EXERCISE:
Each record must be reproduced exactly as it is shown.

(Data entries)

▬▬▬▬▬▬

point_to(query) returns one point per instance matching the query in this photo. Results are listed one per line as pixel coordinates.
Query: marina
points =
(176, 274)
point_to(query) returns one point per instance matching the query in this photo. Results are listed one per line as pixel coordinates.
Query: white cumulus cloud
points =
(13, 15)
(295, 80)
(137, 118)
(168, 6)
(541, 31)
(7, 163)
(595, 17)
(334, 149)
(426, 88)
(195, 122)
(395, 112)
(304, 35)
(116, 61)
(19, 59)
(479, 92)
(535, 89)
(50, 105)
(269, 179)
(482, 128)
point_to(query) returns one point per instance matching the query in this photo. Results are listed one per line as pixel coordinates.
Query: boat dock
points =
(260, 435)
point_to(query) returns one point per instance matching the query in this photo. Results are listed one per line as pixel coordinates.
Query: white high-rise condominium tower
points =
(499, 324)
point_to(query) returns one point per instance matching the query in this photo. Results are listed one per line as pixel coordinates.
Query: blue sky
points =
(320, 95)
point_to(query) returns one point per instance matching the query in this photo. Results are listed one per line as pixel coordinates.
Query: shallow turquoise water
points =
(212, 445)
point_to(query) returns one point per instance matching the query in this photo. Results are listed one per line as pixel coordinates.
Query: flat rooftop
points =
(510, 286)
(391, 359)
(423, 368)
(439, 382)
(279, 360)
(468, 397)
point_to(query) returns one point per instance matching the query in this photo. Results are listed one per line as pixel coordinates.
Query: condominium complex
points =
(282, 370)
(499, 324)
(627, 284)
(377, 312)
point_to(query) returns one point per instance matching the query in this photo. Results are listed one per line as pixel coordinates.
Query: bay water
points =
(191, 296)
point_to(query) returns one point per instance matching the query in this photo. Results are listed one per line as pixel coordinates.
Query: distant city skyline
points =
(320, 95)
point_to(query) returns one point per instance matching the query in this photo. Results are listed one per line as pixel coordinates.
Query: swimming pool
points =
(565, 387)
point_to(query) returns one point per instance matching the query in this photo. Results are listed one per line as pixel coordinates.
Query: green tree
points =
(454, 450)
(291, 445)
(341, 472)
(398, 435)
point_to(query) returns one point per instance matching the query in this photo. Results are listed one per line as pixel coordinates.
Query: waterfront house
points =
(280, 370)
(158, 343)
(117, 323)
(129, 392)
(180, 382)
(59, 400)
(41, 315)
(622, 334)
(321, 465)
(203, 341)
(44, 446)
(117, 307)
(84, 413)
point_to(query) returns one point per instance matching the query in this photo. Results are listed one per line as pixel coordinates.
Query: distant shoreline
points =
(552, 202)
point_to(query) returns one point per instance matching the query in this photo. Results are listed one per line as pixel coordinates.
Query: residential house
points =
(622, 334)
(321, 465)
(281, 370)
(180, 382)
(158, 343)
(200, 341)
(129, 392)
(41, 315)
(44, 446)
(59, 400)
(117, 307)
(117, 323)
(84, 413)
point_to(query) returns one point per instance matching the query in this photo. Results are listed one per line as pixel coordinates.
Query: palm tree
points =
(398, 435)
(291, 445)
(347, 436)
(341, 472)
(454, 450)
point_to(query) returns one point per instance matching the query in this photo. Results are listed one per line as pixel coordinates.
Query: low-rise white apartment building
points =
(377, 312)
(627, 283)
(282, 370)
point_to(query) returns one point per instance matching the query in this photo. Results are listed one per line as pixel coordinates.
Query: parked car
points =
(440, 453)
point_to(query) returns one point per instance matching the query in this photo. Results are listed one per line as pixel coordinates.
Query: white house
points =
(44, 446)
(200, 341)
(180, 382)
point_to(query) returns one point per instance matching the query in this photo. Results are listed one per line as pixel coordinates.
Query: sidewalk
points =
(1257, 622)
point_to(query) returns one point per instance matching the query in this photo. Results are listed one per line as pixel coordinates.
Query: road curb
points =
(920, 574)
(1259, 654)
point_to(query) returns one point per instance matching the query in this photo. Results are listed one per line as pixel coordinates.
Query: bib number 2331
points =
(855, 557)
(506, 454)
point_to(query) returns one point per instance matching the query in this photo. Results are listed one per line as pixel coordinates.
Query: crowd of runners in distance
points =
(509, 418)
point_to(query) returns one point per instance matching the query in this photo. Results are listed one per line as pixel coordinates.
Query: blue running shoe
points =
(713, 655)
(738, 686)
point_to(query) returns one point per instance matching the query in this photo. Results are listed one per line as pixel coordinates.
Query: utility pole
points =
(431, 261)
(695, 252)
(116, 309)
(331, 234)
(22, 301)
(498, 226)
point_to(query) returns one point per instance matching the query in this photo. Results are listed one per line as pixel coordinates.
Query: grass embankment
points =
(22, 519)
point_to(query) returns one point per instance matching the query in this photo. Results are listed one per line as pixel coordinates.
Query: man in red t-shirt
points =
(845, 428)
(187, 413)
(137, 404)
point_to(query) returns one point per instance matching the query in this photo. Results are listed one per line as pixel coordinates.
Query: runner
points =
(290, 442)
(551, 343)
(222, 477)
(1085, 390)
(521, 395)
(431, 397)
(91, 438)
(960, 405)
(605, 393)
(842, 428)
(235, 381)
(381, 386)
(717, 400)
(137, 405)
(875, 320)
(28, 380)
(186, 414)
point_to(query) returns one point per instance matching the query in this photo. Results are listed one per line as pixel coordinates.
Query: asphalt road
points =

▬▬▬▬▬▬

RESULT OF THE EXERCISE:
point_to(query) returns one point per instance matching the query in this photo. Results are listed one per line as pixel coordinates.
Query: marina
points =
(176, 274)
point_to(query) returns one point per instance matching the query in this photo. Results are listed one per line as pixel coordinates.
Query: white cumulus cloud
points =
(13, 15)
(295, 80)
(137, 118)
(168, 6)
(541, 31)
(7, 163)
(595, 17)
(334, 149)
(426, 88)
(195, 122)
(395, 112)
(304, 35)
(116, 61)
(19, 59)
(479, 92)
(535, 89)
(50, 105)
(269, 179)
(482, 128)
point_to(query) returns one point per instance matching the query in this photo. Results are listed one per line as pixel coordinates.
Query: boat dock
points =
(260, 435)
point_to(query) returns one point per instance matching the query in this photo. Results are listed one per line as pixel coordinates.
Query: white high-rise condominium tower
points =
(499, 324)
point_to(query) returns one point per instance matching the query in this photo. Results are listed one per line as pixel coordinates.
Query: blue sky
points =
(320, 95)
point_to(query) returns one point per instance matching the query in this photo. Results are listed one per line as pixel coordinates.
Query: shallow turquoise water
points =
(212, 445)
point_to(query) returns one point per instance matching the query in this photo. Results are listed one per line as pixel coordinates.
Query: flat rooftop
points =
(510, 286)
(391, 359)
(423, 368)
(439, 382)
(279, 360)
(468, 397)
point_to(query) returns one point per instance matching the query in this photo. Results are listed one per line as pixel coordinates.
Query: condominium complex
points =
(282, 370)
(499, 324)
(627, 284)
(377, 312)
point_to(query) returns one point per instance matching the query in this photo. Results are listed one per line as pixel coordinates.
Query: bay water
points =
(191, 296)
point_to(query) returns one point per instance matching the query in this photo. Results are listed one per line as pixel coordinates.
Query: distant city skyline
points =
(320, 95)
point_to(query) returns one point per instance matching the query in this photo. Results are listed one per line as pixel coordinates.
Query: swimming pool
points =
(565, 387)
point_to(query) returns one point per instance matching the query in this photo. Results are listed one per line as pixel coordinates.
Query: green tree
points =
(454, 450)
(291, 445)
(341, 472)
(398, 435)
point_to(query) returns one point per instance matching the query in this photo. Results are listed one per line as pixel coordinates.
Query: waterfront house
points =
(280, 370)
(158, 343)
(117, 323)
(129, 392)
(180, 382)
(59, 400)
(41, 315)
(622, 334)
(321, 465)
(203, 341)
(44, 446)
(117, 307)
(84, 413)
point_to(query) returns one point per instance matching the query in this photo. Results are listed one per line as pixel coordinates.
Query: distant shoreline
points =
(552, 202)
point_to(query) returns one point per instance matching the query in this photo. Results are listed one per line as pixel coordinates.
Query: residential house
points =
(622, 334)
(321, 465)
(281, 370)
(180, 382)
(158, 343)
(200, 341)
(129, 392)
(41, 315)
(44, 446)
(59, 400)
(117, 307)
(117, 323)
(84, 413)
point_to(query) returns one point per instance matching the query in this photo. Results are listed one per line as pixel coordinates.
Query: palm tree
points =
(398, 435)
(291, 445)
(347, 436)
(341, 472)
(454, 450)
point_to(query) returns one point per instance matching the query in this photo. Results are listed one per line as pixel coordinates.
Query: low-rise white apartment building
points =
(377, 312)
(627, 283)
(282, 370)
point_to(query) returns one point per instance matching the query in this photo. Results are listed one per line as pixel coordinates.
Query: parked car
points =
(440, 453)
point_to(query) returns one point per instance matching the query in this photo. Results are listed one per line as pixel coordinates.
Query: white house
points =
(44, 446)
(200, 341)
(180, 382)
point_to(query) returns one point per instance matching the query in this photo. Results are listed one per line as pixel coordinates.
Query: sidewalk
points =
(1257, 622)
point_to(query) returns one point per instance matching the query in this photo. Results are listed one per line as pixel coordinates.
Query: road curb
points =
(920, 574)
(1259, 654)
point_to(query) returns one point per instance matching the query in this photo. Results are listed one per line as pixel coordinates.
Query: bib number 2331
points =
(855, 557)
(506, 454)
point_to(query) returns one point per instance matching the query in this photo. Results are listed one per line as pixel coordinates.
Query: crowd of runners in distance
points =
(509, 418)
point_to(query) returns one point per instance matching the query in this photo. Results are listed one per line as pixel coordinates.
Query: blue running shoe
points =
(713, 655)
(738, 686)
point_to(query) returns one point per instance matching the query in this photo. Results are listed one per line as pixel coordinates.
Query: utility pole
points =
(431, 261)
(695, 252)
(116, 309)
(331, 234)
(22, 301)
(498, 226)
point_to(query) returns one point per instance matching the query in this photo. Results are listed one per line as pixel coordinates.
Query: grass embankment
points =
(22, 519)
point_to(query) returns one point per instance matching the query in this photo. Results are listed one per line as pixel coordinates.
Query: man in red t-shirt
points =
(845, 428)
(187, 413)
(137, 404)
point_to(query) returns one point per instance matching the query in this photo. Results are listed one per line as pixel coordinates.
Query: runner
points =
(290, 442)
(551, 343)
(222, 477)
(1085, 390)
(521, 395)
(431, 397)
(91, 438)
(960, 405)
(605, 393)
(842, 428)
(235, 381)
(381, 386)
(717, 400)
(137, 405)
(875, 320)
(28, 380)
(186, 414)
point_to(query) returns one point per instance matching the query in this photo. Results are listed one per line as pixel coordinates.
Query: asphalt road
points =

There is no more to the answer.